START SOURCE PASSAGE

Signed into Law: Liability Limits for Ski Area Operators

Governor Scott Walker signed Assembly Bill 596/Senate Bill 463 into law as 2015 Wisconsin Act 168 on March 1, 2016. The new statute, introduced by Rep. Adam Jarchow (R-Balsam Lake) and Sen. Duey Stroebel (R-Saukville), changes the term “snow sport” to “alpine sport” and adds “biking” to the list of activities included in the term.

Previous law imposed proportional liability for an injury or death resulting from participation in a “recreational activity,” including riding a bicycle, on a premises that is open to the public for such purposes. However, under certain circumstances, ski area operators have immunity from liability for injury or death resulting from participation in a “snow sport” within a ski area. Among other changes, the new law reconciles these requirements for bicycling within ski areas.

An individual who participates in a recreational activity assumes the “risks inherent in the recreational activity of which the ordinary prudent person is or should be aware” and must satisfy certain behavioral duties. [s. 895.525, Stats.] If a participant is injured or killed, the owner of the premises may be liable, but the damages that may be collected from the owner are reduced in proportion to the amount of negligence attributable to the participant.

END SOURCE PASSAGE
START RECORDED INFORMATION

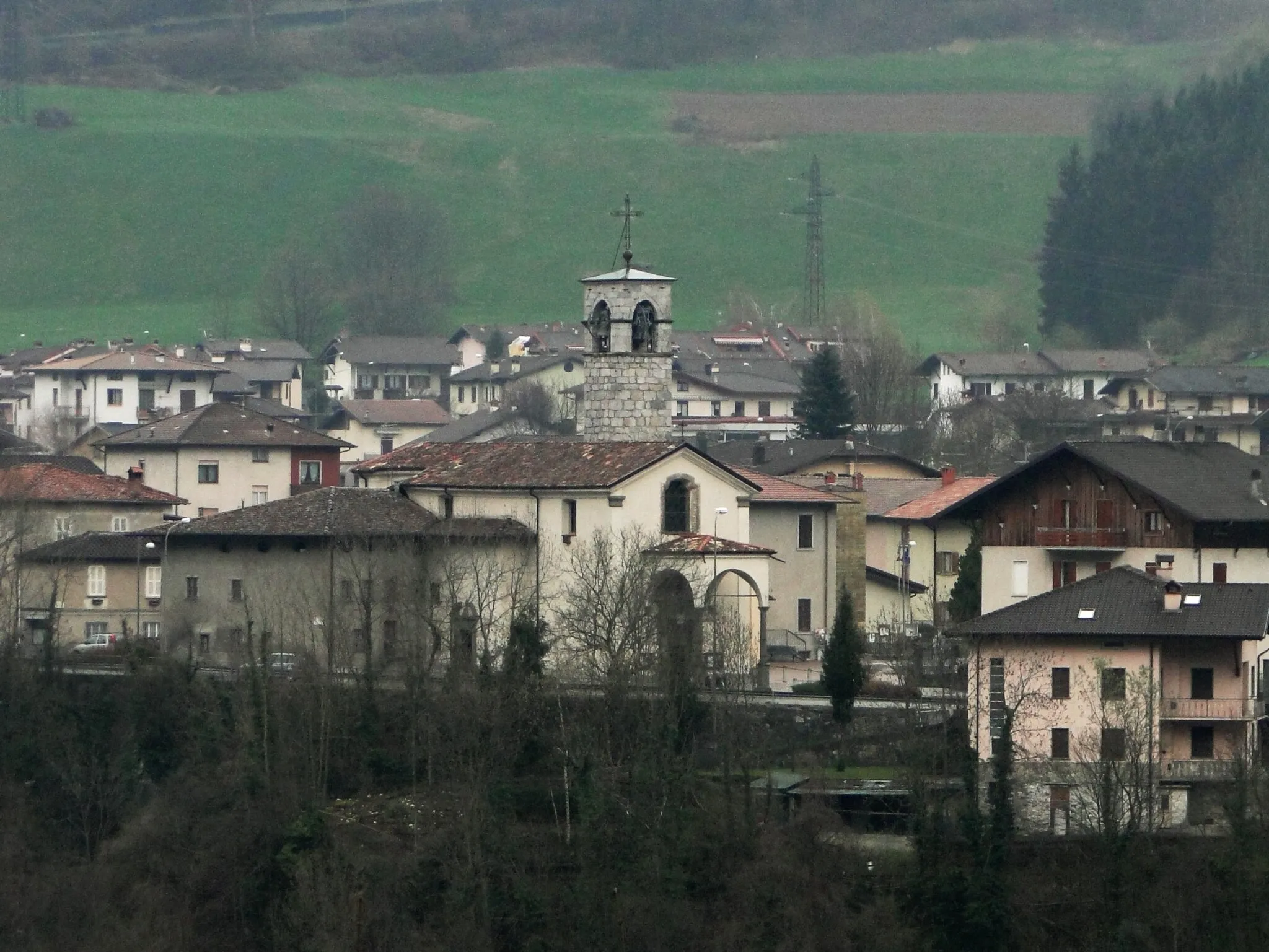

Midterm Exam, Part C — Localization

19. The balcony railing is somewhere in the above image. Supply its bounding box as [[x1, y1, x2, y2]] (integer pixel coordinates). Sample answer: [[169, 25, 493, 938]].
[[1159, 697, 1254, 721], [1159, 758, 1239, 780], [1035, 526, 1127, 548]]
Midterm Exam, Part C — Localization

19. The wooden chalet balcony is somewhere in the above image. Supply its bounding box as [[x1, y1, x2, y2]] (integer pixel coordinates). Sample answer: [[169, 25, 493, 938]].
[[1159, 758, 1239, 783], [1159, 697, 1254, 721], [1035, 526, 1128, 548]]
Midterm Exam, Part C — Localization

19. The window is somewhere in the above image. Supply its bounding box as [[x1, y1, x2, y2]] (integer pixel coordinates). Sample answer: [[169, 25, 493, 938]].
[[797, 514, 815, 548], [1102, 727, 1128, 761], [797, 598, 811, 631], [1190, 723, 1216, 761], [661, 479, 692, 532], [1053, 559, 1075, 589], [1102, 668, 1128, 701], [1009, 560, 1029, 598], [1190, 668, 1213, 701], [1048, 668, 1071, 701], [1048, 727, 1071, 761]]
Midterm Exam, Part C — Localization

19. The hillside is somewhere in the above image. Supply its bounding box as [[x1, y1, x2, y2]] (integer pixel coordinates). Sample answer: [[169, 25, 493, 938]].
[[0, 42, 1224, 348]]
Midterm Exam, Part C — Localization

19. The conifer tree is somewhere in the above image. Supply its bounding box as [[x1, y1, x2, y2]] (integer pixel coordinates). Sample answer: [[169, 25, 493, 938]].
[[793, 346, 855, 439], [821, 585, 864, 723]]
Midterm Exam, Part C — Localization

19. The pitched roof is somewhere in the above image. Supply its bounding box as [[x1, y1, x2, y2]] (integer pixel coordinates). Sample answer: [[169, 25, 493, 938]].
[[353, 440, 757, 489], [22, 532, 162, 562], [0, 463, 185, 505], [708, 439, 939, 476], [98, 404, 351, 447], [883, 476, 996, 519], [951, 439, 1269, 522], [170, 486, 437, 538], [339, 400, 454, 427], [325, 334, 460, 367], [643, 532, 775, 555], [730, 465, 841, 505], [953, 565, 1269, 641], [864, 565, 929, 595], [23, 351, 226, 373]]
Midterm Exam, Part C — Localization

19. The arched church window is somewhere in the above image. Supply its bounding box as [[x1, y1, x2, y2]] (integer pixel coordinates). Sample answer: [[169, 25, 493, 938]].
[[631, 301, 656, 354], [661, 476, 695, 532], [586, 301, 613, 354]]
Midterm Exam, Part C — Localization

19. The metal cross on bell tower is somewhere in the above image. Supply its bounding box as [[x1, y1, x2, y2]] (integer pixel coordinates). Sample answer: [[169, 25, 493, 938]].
[[609, 194, 643, 268]]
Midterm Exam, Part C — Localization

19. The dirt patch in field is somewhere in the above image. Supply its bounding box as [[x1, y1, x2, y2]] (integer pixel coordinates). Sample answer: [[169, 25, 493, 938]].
[[674, 93, 1094, 142]]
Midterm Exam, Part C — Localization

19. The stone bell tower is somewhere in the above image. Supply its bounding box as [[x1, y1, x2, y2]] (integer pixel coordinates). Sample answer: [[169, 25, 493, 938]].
[[579, 197, 674, 442]]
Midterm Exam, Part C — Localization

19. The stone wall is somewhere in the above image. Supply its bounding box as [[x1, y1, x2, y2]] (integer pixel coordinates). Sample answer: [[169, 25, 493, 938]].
[[579, 354, 672, 442]]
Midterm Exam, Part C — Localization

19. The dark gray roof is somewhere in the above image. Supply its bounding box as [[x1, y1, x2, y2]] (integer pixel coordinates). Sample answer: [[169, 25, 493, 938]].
[[325, 335, 459, 367], [22, 530, 162, 564], [953, 565, 1269, 641], [171, 486, 437, 541], [708, 439, 939, 479], [98, 404, 351, 447], [946, 439, 1269, 522]]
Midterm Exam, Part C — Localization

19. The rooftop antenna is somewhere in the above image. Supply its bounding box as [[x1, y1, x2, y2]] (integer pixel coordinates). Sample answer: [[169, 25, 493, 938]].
[[793, 155, 836, 326], [609, 193, 643, 271], [0, 0, 27, 122]]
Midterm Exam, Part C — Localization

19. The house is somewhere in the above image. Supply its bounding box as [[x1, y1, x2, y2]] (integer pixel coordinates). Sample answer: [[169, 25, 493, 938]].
[[321, 335, 462, 404], [916, 352, 1159, 406], [18, 523, 169, 655], [98, 404, 351, 515], [709, 439, 939, 483], [448, 354, 585, 419], [17, 346, 224, 442], [321, 398, 453, 462], [957, 565, 1269, 835], [0, 457, 185, 551], [674, 358, 801, 440], [731, 466, 856, 691], [1100, 365, 1269, 456], [864, 467, 995, 640], [943, 440, 1269, 613]]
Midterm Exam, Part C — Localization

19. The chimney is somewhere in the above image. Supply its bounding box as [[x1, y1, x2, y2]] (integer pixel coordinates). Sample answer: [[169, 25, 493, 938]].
[[1164, 579, 1182, 612]]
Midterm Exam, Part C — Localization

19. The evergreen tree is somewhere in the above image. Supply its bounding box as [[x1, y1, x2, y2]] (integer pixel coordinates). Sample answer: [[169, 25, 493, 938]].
[[793, 346, 855, 439], [948, 523, 982, 622], [822, 585, 864, 723]]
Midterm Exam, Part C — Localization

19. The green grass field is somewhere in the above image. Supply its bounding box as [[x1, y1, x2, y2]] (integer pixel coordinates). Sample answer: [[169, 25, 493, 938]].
[[0, 42, 1249, 348]]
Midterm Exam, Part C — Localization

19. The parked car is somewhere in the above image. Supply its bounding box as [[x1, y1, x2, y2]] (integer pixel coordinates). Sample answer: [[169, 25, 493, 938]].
[[71, 635, 120, 655]]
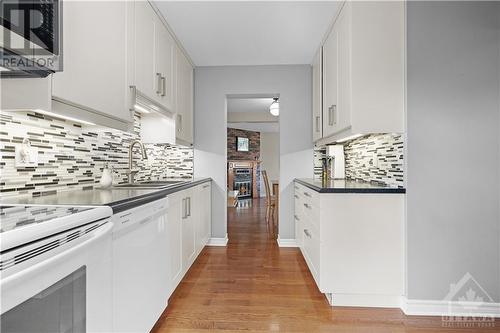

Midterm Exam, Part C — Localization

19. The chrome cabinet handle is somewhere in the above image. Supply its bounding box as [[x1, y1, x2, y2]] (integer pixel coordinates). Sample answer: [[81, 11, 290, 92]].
[[177, 114, 182, 132], [161, 76, 167, 97], [182, 198, 187, 219], [129, 86, 137, 112], [139, 216, 153, 224], [156, 73, 161, 95]]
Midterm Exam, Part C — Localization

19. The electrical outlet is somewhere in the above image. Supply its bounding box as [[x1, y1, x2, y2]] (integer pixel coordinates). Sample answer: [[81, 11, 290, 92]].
[[372, 153, 378, 168], [15, 143, 38, 168]]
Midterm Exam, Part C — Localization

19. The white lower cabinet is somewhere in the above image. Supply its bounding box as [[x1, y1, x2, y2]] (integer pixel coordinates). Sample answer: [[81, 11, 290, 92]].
[[167, 182, 211, 292], [294, 182, 404, 307], [112, 182, 211, 333], [112, 199, 171, 333], [167, 192, 184, 295]]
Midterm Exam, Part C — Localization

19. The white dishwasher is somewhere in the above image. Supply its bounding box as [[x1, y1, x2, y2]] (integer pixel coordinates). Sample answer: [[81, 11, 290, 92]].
[[112, 198, 170, 333]]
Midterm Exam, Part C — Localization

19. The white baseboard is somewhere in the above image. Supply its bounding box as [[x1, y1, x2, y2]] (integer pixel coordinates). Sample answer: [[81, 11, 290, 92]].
[[325, 293, 401, 308], [207, 234, 229, 246], [401, 297, 500, 318], [276, 235, 297, 247]]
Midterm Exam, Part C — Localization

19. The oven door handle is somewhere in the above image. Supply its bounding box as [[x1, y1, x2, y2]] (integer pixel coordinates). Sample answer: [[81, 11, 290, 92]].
[[0, 222, 113, 290]]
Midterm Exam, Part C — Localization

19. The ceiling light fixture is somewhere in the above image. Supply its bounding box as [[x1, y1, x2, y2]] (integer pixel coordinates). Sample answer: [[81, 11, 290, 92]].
[[33, 109, 95, 126], [269, 97, 280, 117]]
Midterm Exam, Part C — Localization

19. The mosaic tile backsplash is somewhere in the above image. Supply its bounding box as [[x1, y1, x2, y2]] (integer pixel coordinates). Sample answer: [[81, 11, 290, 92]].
[[314, 134, 404, 187], [0, 112, 193, 196]]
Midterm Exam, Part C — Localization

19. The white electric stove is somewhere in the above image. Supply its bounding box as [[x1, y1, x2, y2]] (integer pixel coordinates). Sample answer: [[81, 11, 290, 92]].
[[0, 202, 113, 333]]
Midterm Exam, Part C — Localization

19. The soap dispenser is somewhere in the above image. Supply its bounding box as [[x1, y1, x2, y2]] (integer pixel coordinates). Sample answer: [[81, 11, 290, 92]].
[[99, 163, 113, 188]]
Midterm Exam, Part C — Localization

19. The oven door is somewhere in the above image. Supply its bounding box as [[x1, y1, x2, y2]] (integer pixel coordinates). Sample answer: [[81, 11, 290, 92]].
[[0, 221, 113, 333]]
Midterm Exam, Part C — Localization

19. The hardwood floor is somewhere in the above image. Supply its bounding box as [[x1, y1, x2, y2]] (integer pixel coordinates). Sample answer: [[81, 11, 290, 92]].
[[152, 200, 500, 333]]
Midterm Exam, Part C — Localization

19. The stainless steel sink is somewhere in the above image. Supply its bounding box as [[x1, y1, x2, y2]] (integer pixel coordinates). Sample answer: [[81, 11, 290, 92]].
[[113, 180, 188, 190]]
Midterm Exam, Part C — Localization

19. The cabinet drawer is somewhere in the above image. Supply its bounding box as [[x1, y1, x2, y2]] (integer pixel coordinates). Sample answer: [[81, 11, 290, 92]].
[[302, 221, 320, 287]]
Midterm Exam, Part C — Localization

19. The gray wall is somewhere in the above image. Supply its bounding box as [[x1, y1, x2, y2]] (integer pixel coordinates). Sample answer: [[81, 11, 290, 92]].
[[407, 1, 500, 302], [194, 65, 313, 239]]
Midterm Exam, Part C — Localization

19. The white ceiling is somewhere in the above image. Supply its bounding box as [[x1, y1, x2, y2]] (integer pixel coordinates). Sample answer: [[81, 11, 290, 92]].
[[227, 98, 273, 112], [155, 0, 341, 66], [227, 122, 280, 133]]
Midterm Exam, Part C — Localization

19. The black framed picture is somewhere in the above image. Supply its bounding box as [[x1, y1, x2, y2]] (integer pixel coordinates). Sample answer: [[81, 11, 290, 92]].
[[236, 136, 250, 151]]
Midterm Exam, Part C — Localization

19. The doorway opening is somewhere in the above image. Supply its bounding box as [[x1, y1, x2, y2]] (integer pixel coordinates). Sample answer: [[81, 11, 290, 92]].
[[226, 94, 280, 241]]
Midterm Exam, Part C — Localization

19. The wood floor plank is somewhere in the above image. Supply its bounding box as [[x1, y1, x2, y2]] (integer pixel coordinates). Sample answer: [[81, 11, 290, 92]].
[[152, 200, 500, 333]]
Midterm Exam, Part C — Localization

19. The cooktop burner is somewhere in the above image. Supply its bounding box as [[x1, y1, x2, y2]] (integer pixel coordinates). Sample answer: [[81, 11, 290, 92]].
[[0, 206, 92, 233]]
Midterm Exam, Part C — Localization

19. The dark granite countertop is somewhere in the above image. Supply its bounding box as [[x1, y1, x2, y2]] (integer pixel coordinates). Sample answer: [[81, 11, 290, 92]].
[[0, 178, 212, 213], [295, 178, 406, 193]]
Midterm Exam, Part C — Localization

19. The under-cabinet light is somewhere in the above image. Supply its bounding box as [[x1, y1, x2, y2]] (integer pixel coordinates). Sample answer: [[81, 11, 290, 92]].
[[33, 109, 95, 125]]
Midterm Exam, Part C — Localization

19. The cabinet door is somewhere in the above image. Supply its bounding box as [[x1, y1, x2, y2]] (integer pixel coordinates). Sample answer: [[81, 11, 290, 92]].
[[181, 190, 196, 272], [333, 4, 351, 133], [134, 1, 157, 100], [202, 183, 212, 246], [167, 192, 184, 292], [195, 183, 212, 253], [323, 25, 339, 137], [156, 18, 175, 112], [52, 1, 133, 122], [176, 48, 193, 144], [312, 47, 323, 141]]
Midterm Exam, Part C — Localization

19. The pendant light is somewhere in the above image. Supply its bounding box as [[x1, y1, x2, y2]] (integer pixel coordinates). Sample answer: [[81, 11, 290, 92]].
[[269, 97, 280, 117]]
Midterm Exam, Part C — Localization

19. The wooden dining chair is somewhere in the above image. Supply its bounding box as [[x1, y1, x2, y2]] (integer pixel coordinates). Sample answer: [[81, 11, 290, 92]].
[[261, 170, 278, 235]]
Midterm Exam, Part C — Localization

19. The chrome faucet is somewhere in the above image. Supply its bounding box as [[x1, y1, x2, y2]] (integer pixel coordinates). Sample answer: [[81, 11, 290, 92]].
[[128, 140, 148, 184]]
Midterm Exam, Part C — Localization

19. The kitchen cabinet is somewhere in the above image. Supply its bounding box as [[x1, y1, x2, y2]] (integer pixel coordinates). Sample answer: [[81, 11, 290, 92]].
[[322, 17, 339, 137], [112, 199, 171, 332], [181, 189, 197, 271], [48, 1, 133, 127], [168, 191, 184, 295], [134, 1, 175, 111], [313, 1, 405, 144], [193, 183, 212, 254], [294, 182, 405, 307], [168, 182, 211, 292], [312, 47, 323, 141], [176, 48, 193, 145]]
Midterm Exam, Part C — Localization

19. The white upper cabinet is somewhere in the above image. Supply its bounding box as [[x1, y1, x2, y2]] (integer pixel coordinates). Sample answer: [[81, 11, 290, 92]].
[[134, 1, 175, 112], [52, 1, 133, 124], [176, 48, 193, 145], [155, 18, 176, 111], [134, 1, 160, 100], [313, 1, 405, 143], [312, 47, 323, 141], [320, 19, 339, 137]]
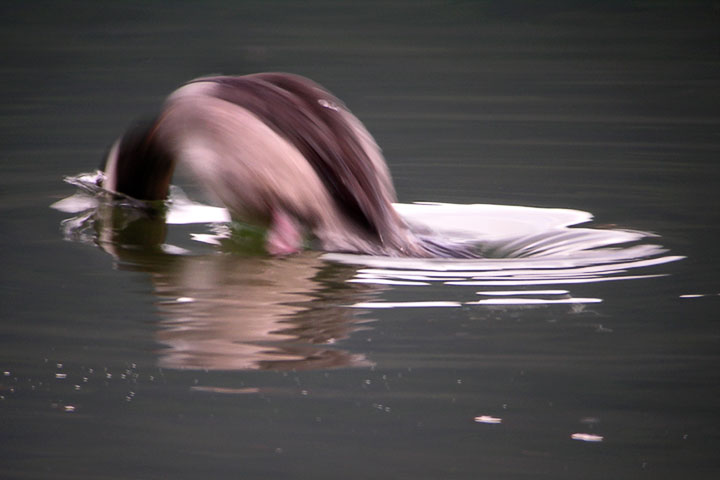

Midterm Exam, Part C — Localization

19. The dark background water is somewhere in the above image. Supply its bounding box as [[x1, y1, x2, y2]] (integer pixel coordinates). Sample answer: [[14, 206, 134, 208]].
[[0, 1, 720, 479]]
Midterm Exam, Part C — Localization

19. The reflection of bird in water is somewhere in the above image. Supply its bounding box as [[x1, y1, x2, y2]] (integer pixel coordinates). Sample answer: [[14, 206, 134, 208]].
[[98, 73, 475, 257], [80, 204, 377, 370]]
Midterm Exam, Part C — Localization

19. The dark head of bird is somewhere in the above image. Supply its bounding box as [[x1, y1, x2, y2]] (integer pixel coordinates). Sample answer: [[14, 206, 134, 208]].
[[98, 73, 471, 257]]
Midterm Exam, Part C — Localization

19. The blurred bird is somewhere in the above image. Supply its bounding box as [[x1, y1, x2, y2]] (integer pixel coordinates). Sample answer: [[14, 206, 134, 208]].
[[103, 73, 476, 257]]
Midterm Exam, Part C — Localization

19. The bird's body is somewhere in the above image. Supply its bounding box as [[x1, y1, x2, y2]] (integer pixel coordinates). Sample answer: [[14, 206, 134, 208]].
[[104, 73, 468, 257]]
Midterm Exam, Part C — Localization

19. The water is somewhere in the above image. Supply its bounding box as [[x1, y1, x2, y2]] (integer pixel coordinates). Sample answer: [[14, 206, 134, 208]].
[[0, 2, 720, 479]]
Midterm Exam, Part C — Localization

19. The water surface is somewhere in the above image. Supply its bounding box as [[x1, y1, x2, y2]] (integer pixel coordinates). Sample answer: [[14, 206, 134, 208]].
[[0, 1, 720, 479]]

END RECORDED INFORMATION

TASKS TO COMPLETE.
1 – Decide whether each statement agrees with the passage on ski area liability, answering yes or no and quoting the words that decide it: (a) The new statute replaces the term "snow sport" with "alpine sport." (b) Governor Scott Walker introduced the bill. (c) Under previous law, riding a bicycle counted as a "recreational activity."
2 – Copy the passage on ski area liability from "Governor Scott Walker" to "in the term." word for word.
The data plays no part in this work.

SOLVED PROBLEMS.
1 –
(a) Yes: "changes the term “snow sport” to “alpine sport”"
(b) No: "introduced by Rep. Adam Jarchow (R-Balsam Lake) and Sen. Duey Stroebel (R-Saukville)"
(c) Yes: "participation in a “recreational activity,” including riding a bicycle"

2 –
Governor Scott Walker signed Assembly Bill 596/Senate Bill 463 into law as 2015 Wisconsin Act 168 on March 1, 2016. The new statute, introduced by Rep. Adam Jarchow (R-Balsam Lake) and Sen. Duey Stroebel (R-Saukville), changes the term “snow sport” to “alpine sport” and adds “biking” to the list of activities included in the term.